## PROBLEM REQUIREMENTS
Which lines below contain the word "floor"? Copy each one in full, treating uppercase and lowercase letters as different.

______

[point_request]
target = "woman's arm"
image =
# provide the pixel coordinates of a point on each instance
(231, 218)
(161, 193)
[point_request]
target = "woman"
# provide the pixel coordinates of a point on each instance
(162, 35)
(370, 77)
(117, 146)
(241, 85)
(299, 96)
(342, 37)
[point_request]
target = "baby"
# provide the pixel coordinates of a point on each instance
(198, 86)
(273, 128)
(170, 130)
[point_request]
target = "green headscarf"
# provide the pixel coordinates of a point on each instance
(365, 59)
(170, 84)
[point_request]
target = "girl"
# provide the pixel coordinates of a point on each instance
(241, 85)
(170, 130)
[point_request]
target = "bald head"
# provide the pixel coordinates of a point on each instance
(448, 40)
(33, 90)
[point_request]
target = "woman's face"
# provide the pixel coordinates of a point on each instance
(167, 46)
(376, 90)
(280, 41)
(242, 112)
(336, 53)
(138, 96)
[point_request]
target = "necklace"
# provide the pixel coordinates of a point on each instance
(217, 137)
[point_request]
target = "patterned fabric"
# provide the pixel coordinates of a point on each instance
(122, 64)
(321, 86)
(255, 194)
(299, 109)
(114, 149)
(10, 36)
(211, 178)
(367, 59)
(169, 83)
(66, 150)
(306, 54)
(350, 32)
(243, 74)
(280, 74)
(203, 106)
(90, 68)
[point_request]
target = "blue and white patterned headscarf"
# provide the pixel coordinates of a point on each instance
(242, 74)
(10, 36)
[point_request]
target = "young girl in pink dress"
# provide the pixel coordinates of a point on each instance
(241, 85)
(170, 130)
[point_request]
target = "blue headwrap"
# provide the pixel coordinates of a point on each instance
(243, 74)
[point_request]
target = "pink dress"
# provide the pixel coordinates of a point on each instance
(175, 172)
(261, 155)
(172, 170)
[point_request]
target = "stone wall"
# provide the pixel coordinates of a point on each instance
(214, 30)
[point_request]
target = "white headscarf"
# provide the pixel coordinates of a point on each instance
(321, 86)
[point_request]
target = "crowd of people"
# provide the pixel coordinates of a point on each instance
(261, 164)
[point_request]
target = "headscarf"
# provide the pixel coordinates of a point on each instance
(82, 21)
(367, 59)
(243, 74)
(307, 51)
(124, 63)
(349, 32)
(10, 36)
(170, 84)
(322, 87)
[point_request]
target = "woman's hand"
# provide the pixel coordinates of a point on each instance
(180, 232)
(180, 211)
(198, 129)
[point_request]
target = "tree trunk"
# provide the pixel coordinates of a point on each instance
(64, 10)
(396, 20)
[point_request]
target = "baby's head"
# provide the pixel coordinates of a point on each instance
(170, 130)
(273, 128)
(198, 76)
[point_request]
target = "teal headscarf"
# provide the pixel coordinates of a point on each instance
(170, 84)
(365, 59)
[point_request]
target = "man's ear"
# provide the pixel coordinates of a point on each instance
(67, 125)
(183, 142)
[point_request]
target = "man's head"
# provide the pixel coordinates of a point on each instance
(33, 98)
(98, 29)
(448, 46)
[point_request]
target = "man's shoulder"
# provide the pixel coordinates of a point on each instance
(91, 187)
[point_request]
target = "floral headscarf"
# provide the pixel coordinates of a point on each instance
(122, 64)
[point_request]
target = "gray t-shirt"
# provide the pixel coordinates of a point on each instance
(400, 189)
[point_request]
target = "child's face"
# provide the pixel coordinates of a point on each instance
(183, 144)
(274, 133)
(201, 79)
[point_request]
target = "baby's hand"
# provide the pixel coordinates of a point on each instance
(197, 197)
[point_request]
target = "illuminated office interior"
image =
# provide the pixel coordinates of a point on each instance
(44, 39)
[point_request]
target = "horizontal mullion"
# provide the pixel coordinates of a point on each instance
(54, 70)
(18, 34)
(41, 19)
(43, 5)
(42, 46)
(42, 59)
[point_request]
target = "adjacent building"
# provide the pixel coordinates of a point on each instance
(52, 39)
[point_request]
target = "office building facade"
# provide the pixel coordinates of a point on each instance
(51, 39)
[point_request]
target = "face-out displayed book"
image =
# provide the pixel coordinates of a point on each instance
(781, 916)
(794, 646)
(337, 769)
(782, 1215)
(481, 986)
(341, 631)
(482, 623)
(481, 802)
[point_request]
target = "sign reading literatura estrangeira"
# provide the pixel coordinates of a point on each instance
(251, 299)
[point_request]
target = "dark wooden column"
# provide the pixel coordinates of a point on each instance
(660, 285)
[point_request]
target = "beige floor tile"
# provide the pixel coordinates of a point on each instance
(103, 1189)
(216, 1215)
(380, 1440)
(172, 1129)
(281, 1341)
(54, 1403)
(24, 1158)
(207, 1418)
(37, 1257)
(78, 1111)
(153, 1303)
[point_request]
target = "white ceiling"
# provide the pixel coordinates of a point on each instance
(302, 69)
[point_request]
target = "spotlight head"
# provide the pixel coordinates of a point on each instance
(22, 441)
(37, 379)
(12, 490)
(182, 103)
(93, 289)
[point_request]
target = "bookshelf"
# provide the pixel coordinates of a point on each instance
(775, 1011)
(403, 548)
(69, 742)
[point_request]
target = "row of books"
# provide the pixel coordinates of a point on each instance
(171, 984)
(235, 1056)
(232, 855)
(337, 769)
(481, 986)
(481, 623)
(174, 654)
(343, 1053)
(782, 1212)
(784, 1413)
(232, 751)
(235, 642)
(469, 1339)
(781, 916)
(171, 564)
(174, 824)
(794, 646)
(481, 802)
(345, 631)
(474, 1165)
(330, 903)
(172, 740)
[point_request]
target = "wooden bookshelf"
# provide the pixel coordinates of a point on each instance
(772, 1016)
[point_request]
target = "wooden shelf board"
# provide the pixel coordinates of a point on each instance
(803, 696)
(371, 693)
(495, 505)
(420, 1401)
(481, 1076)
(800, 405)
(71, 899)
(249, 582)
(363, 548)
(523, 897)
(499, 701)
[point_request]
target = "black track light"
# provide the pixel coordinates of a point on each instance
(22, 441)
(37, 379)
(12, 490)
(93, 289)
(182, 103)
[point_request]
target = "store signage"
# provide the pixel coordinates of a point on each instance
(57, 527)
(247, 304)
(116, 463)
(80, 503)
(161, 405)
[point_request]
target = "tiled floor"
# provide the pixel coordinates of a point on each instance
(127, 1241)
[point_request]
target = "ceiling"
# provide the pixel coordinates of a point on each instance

______

## SOLVED PROBLEM
target = "beige floor tile"
target = "tiled floor"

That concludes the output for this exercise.